##### MATERIAL TO PROCESS
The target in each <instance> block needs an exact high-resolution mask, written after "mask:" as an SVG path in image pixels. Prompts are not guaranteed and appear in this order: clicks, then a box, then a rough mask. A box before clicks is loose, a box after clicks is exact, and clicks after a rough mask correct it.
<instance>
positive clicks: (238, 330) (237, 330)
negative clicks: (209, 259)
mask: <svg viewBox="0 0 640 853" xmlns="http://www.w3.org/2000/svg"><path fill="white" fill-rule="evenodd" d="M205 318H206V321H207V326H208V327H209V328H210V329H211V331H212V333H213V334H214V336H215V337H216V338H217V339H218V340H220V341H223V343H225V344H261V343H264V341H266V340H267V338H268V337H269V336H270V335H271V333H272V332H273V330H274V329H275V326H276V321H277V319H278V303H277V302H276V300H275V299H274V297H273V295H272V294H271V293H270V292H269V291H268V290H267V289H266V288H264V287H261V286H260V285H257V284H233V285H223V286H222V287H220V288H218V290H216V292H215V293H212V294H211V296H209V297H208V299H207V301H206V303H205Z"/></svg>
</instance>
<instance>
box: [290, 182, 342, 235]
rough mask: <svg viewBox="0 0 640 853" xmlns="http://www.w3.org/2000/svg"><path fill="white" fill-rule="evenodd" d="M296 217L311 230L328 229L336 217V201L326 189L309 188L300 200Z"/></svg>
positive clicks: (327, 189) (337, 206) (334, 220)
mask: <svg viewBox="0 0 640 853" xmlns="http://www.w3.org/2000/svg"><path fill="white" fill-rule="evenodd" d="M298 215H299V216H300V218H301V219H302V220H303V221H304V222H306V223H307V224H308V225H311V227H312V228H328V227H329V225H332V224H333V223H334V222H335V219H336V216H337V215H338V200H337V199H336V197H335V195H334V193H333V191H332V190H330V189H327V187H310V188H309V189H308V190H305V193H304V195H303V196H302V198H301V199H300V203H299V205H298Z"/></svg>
##########
> WHAT YOU WILL DO
Your answer should be one number: how many lines above contain "rough".

> YOUR RESPONSE
2